Homesteaders - Colonial Style

    Did colonists just wander out into the land between the Atlantic shores and the Mississippi River and plop themselves down in a promising spot and got on with the business of farming? Not in the slightest! 

    There were trappers and traders and those who wanted to get away from civilization, but generally, they either camped rather than settled or they went into such difficult terrain, such as mountainous regions, that no one contested their right to build a cabin and live there. 

    Colonial settlement and farming was mainly done in groups of families chosen to be included in the settlements. Farmlands were either sold to the family (by the European government who had claimed the land) or provided with the promise of development for the benefit of the colony.

    Colonists had the advantage of goods from Europe, like-minded neighbors, and trade with indigenous people. This trade was not just in commodities but knowledge of how to live on a foreign land. That knowledge revolved mostly around food and medicine. 

    Food and medicine, along with religious worship and children's education, were the four posts that held up the home of the colonist. Household days were filled with producing food, preserving and cooking food, preventing or fighting illness, attending religious services and gatherings, and training up the children.
################
• Exercise set
**1.** Reproduce verbatim the stretch of the colonial homesteaders passage from "Food and medicine, along" through "up the children.".
**2.** In the colonial homesteaders passage, what four posts held up the home of the colonist?

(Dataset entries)
################
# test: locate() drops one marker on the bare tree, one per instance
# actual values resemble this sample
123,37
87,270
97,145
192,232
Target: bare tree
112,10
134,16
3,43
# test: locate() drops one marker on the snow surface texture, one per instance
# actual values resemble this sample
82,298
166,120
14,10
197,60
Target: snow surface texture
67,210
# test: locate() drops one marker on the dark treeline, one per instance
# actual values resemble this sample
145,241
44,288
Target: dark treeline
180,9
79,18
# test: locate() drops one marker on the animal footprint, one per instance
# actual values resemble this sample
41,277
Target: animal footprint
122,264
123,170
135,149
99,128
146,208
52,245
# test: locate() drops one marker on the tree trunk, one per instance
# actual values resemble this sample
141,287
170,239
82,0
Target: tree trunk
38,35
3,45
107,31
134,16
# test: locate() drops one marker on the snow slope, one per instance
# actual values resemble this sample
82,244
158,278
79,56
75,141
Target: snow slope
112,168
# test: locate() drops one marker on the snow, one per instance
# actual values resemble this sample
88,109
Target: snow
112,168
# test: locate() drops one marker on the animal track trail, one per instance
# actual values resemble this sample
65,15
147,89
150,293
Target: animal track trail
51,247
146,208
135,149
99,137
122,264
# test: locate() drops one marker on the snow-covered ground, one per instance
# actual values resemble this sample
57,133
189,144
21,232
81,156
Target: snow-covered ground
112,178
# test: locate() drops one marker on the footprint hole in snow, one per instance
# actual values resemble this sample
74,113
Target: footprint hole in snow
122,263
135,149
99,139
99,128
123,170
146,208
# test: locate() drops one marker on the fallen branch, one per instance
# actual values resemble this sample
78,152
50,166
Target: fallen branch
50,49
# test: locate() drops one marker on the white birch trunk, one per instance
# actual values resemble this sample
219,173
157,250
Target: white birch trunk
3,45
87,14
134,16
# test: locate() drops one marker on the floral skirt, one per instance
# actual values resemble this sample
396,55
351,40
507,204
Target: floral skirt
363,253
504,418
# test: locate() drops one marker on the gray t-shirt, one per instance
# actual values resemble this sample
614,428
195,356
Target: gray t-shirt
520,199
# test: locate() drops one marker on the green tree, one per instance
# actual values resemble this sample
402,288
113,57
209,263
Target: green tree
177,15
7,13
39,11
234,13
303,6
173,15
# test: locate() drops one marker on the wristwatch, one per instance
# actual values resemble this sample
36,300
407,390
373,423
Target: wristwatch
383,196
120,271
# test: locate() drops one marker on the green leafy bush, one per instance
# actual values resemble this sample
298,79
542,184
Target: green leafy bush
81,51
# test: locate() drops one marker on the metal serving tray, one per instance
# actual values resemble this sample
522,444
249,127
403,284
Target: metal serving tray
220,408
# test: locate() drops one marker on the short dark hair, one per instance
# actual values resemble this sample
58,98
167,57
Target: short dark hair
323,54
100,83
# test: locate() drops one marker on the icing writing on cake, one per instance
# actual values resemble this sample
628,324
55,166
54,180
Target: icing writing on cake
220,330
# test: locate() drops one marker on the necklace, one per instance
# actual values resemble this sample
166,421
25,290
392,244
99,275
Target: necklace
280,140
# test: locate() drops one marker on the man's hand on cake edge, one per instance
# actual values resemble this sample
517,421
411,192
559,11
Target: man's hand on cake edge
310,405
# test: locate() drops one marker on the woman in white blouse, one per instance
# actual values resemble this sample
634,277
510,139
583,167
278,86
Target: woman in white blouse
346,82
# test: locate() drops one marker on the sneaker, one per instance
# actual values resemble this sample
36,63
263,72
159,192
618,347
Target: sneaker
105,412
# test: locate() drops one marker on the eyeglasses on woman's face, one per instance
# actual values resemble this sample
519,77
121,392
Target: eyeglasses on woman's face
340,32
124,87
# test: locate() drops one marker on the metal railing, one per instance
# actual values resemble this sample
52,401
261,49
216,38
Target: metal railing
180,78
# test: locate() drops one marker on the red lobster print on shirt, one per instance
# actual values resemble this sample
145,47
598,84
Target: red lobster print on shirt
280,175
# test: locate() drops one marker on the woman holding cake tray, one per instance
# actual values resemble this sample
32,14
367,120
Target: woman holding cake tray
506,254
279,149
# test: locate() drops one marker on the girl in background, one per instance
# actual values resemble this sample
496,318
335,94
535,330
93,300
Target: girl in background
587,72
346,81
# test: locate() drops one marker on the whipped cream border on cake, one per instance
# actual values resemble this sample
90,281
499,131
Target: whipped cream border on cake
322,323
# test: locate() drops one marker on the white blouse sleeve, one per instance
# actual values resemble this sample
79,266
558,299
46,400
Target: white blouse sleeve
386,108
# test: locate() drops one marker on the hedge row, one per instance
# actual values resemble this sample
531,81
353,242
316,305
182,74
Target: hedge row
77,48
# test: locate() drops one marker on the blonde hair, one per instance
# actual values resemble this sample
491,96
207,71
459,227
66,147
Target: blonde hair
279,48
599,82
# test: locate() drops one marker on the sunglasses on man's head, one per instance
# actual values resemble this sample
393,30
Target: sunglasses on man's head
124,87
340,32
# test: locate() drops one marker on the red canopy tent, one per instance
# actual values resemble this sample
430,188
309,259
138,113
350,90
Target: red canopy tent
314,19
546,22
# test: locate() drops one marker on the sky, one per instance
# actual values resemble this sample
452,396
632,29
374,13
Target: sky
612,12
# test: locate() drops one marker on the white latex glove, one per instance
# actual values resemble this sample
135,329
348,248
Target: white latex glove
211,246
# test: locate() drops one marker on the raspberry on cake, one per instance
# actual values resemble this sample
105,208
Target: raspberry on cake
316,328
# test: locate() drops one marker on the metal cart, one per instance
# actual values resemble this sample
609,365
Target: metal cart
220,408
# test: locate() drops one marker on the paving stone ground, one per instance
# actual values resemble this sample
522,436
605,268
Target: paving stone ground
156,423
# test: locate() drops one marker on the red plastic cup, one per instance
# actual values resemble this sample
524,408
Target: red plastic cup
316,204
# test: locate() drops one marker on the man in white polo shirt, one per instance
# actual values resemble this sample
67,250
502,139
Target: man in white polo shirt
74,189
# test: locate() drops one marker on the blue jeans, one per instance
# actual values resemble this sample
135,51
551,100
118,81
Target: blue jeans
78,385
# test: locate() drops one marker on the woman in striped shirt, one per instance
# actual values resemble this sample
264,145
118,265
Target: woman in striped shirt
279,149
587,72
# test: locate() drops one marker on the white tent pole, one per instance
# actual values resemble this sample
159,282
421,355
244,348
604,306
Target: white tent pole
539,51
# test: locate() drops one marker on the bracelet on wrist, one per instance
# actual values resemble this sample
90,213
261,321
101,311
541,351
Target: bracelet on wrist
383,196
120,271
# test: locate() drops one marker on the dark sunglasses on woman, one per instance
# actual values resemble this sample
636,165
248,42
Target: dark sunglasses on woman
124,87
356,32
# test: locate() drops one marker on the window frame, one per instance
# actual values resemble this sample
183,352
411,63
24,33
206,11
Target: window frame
################
• Solved problems
**1.**
Food and medicine, along with religious worship and children's education, were the four posts that held up the home of the colonist. Household days were filled with producing food, preserving and cooking food, preventing or fighting illness, attending religious services and gatherings, and training up the children.

**2.** Food, medicine, religious worship, and children's education.